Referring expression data

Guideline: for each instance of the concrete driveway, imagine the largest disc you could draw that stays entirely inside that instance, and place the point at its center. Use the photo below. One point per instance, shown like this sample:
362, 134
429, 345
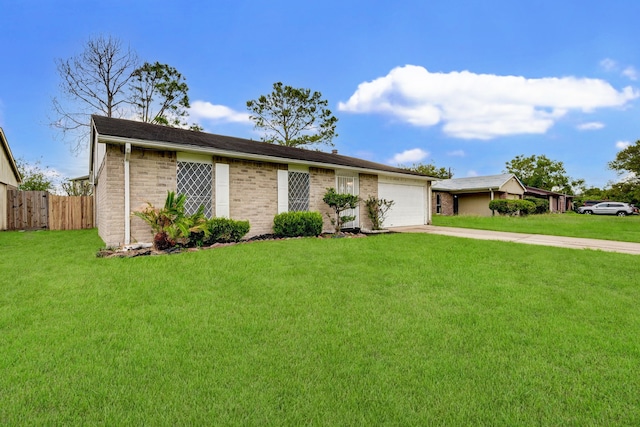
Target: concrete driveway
531, 239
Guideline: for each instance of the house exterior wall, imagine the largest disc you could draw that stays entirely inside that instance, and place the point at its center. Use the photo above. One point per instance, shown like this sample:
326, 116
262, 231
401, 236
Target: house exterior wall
151, 175
320, 180
512, 187
474, 204
446, 202
253, 193
368, 187
110, 196
7, 181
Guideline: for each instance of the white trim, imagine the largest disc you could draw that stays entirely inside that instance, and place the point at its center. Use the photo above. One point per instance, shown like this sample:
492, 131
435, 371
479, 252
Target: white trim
298, 168
283, 191
222, 190
127, 195
181, 156
237, 155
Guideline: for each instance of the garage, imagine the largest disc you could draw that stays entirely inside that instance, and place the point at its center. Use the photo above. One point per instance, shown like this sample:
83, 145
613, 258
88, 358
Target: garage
409, 207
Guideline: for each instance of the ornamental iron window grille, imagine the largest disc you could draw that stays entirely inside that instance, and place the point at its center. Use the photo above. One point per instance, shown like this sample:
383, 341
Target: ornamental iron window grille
195, 180
298, 191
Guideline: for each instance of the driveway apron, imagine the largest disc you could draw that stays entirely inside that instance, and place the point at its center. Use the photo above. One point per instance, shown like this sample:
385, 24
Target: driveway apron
531, 239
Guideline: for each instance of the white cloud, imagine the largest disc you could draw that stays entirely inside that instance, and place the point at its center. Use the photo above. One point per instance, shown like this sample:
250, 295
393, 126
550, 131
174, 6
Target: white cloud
220, 113
621, 145
609, 64
590, 126
409, 156
481, 106
456, 153
631, 73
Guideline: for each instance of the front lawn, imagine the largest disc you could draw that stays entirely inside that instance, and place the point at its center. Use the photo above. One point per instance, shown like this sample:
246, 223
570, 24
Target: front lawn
402, 329
626, 229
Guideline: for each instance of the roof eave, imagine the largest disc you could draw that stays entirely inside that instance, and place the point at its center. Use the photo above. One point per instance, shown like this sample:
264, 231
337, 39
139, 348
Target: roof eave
246, 156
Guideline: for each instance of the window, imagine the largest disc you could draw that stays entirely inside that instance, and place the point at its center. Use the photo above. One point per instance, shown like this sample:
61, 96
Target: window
298, 191
194, 180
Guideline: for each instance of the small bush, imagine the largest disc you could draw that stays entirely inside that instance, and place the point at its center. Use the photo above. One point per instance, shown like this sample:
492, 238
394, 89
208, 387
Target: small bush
542, 205
512, 206
296, 224
220, 230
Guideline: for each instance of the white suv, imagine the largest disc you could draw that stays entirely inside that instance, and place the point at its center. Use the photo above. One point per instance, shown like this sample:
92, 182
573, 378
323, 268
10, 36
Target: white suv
608, 208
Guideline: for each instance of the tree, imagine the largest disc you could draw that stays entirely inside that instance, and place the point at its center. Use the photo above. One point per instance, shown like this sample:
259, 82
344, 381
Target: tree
93, 82
293, 117
34, 177
77, 188
628, 160
160, 95
430, 169
542, 172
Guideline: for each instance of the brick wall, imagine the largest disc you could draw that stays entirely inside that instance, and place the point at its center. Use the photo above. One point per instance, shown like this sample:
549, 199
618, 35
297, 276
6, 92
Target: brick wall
320, 180
446, 203
253, 193
368, 187
151, 175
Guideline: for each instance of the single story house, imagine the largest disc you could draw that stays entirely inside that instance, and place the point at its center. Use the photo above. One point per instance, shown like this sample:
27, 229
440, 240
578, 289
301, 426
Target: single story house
558, 202
132, 163
471, 196
9, 177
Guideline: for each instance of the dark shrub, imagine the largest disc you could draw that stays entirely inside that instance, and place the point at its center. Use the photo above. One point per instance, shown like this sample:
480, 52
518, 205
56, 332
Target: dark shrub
512, 206
220, 230
542, 205
295, 224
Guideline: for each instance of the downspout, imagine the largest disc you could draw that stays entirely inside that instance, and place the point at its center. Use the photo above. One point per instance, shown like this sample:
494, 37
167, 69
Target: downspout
493, 213
127, 196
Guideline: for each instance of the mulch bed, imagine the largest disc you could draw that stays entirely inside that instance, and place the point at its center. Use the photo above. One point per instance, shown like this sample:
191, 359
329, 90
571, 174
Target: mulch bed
132, 253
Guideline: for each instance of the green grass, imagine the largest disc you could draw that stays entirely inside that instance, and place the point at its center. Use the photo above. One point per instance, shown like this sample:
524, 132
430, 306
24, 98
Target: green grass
625, 229
403, 329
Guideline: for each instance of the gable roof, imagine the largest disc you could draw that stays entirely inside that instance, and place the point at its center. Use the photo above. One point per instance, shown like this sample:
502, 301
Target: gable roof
120, 131
542, 192
476, 183
9, 156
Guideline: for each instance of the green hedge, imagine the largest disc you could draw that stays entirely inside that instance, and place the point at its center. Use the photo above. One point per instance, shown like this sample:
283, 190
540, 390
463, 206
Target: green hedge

WORK TASK | Please return the records as they stand, word for word, with no pictures.

RESULT FOR THIS TASK |
Guideline: for each instance of the concrete driveway, imagine the largest disc you could draw that stays entirely inside that instance, and place the point at its center. Use the photo below. One point per instance, shown like this sample:
362, 134
429, 345
Target: concrete driveway
531, 239
Guideline: for each instance of the house exterior wall, imagine the largest disc you could draw that stays entirely inside that instance, and place the point at its center. Use the photo above. One point per instance, shown like this sample:
326, 116
262, 231
401, 236
Target: house exterior wall
151, 175
320, 180
512, 187
474, 204
446, 202
253, 193
368, 187
110, 196
7, 181
Guideline: for each instance of the white trim, imagine the largest disc you could draw that stays entirely inside that instance, and place the point at its center. Use the photo above. One point per instance, shown like this sample:
492, 131
435, 371
479, 252
Target: white trim
298, 168
283, 191
222, 190
127, 195
181, 156
237, 155
Guideline: for each instance of the garage, imagine the largest disc you could draw that stays entirely inside that instance, and place the point at its center. Use the photo above. One point per instance, shown like this sample:
83, 145
613, 258
88, 358
Target: garage
409, 207
Guideline: for each instance of the ornamental iron window grille, imagine the largest disc you could draw that stays entirely inside that instance, and place the point at its center. Use the photo above. One point per instance, shown like this sample:
383, 341
Target: ornamental iron window grille
195, 180
298, 191
Guideline: for each instance of the driveway apron, imagine the largest disc you could draw that stays entirely inside that instance, and place the point at its center. Use the photo above. One point per instance, shown like this sample:
385, 24
Target: driveway apron
531, 239
Guideline: for each instance of the white cloud, imagine the largest disc you could draw that stays entirely inside that instance, and place the point at its center. Use the photo above. One point per instance, shown like this sample:
250, 295
393, 126
550, 131
174, 6
Target: white cloud
220, 113
621, 145
609, 64
590, 126
409, 156
481, 106
456, 153
631, 73
Guideline: for each instance of the front lawn, imagine the largest disc you could draw that stays entirely inside that instance, and place the point at its center. Use the photo above. One point per instance, shown like this sample:
246, 223
570, 24
Target: front lawn
402, 329
626, 229
Guideline: for each instance of the roof eave, imagine the largest disc you could draw that stays entirely inside that instance, and place the point at its center. Use the photo above. One point per instance, shown like this sample:
264, 231
337, 39
139, 348
Target: roof eave
246, 156
Guideline: for each instance of the window, imagine the largest disc you could draw that stays entirely inside that instance, and place the point at its center. Use the photo above. One point per instance, shown like this sample:
61, 96
Target: window
298, 191
194, 180
Guideline: for each instance of the small bush, imagine the largest disc you could draw that stays entirely inside that instance, and place the point at its center. Use the photo above. One point per instance, shown like this sample:
492, 238
394, 89
208, 387
Target: small bush
542, 205
512, 206
296, 224
220, 230
Guideline: for each instance of the white suv, imagine the largest disc you could draw that stays entirely inside that instance, and place the point at its center. Use the photo above. One point per instance, shown like this sample:
92, 182
573, 378
323, 268
10, 36
Target: white suv
608, 208
Guideline: for each instance of the tree, imagine the largest disc you could draw that stays entirely inside that instance, and place the point at its center. Use the photo above. One point per instance, shown like this sample:
259, 82
344, 381
Target: tree
93, 82
293, 117
34, 177
77, 188
628, 160
160, 95
430, 169
542, 172
Guideline: for each instance of the brick wall, imagine the largest disc you could draw that stays entirely inside that instance, and place the point at its center. Use the photo above. One point per instance, shown like this sample:
549, 199
618, 35
297, 276
6, 92
Target: brick wall
320, 180
446, 203
253, 193
368, 187
151, 175
Guideline: for each instance of the single story house, imagine the largest disc you could draw that stays entirely inside that instance, and place the point at its center. Use the photo above. One point per instance, shown like this sample:
27, 229
440, 240
578, 289
301, 426
Target: single story house
558, 202
132, 163
471, 196
9, 177
Guideline: for each instance of the dark shrub, imagine the largest disc you could draw that stays entirely inside that instance, and place the point at its center. Use the photo above. One point per instance, shown like this sample:
480, 52
518, 205
56, 332
Target: dark shrub
512, 206
220, 230
542, 205
295, 224
Guideline: for each instance of the downspout, imagine the largest disc you could draw that stays entirely inside that instance, and place the point at its center. Use the photo above. One point per instance, shown like this sample:
494, 37
167, 69
Target: downspout
493, 213
127, 196
Guideline: for each instance of the mulch bed, imagine the largest disc you could draw that stays entirely inside that instance, and place the point at its center. Use the photo above. One point per instance, shown like this sample:
191, 359
329, 90
571, 174
Target: mulch bed
132, 253
Guideline: for each instance of the green grass, imagine the largest disc you could draw that stays entirely inside that instance, and place the point at its center. Use the photo above. One point per instance, shown like this sample:
524, 132
430, 306
24, 98
Target: green grass
625, 229
403, 329
Guideline: for each instance of the gable roof, imagine the largest disc you could draw that stays entirely inside that instance, and place the point at its center. Use the photo above. One point per instance, shown like this sample:
502, 301
Target: gable roof
120, 131
542, 192
476, 183
9, 156
Guideline: for each instance of the green hedge, imagine the largest disc you could draw that stays entirely inside that instance, and place the point at its center. Use the photo above. One point per instance, shown like this sample:
283, 190
540, 390
463, 206
Target: green hedge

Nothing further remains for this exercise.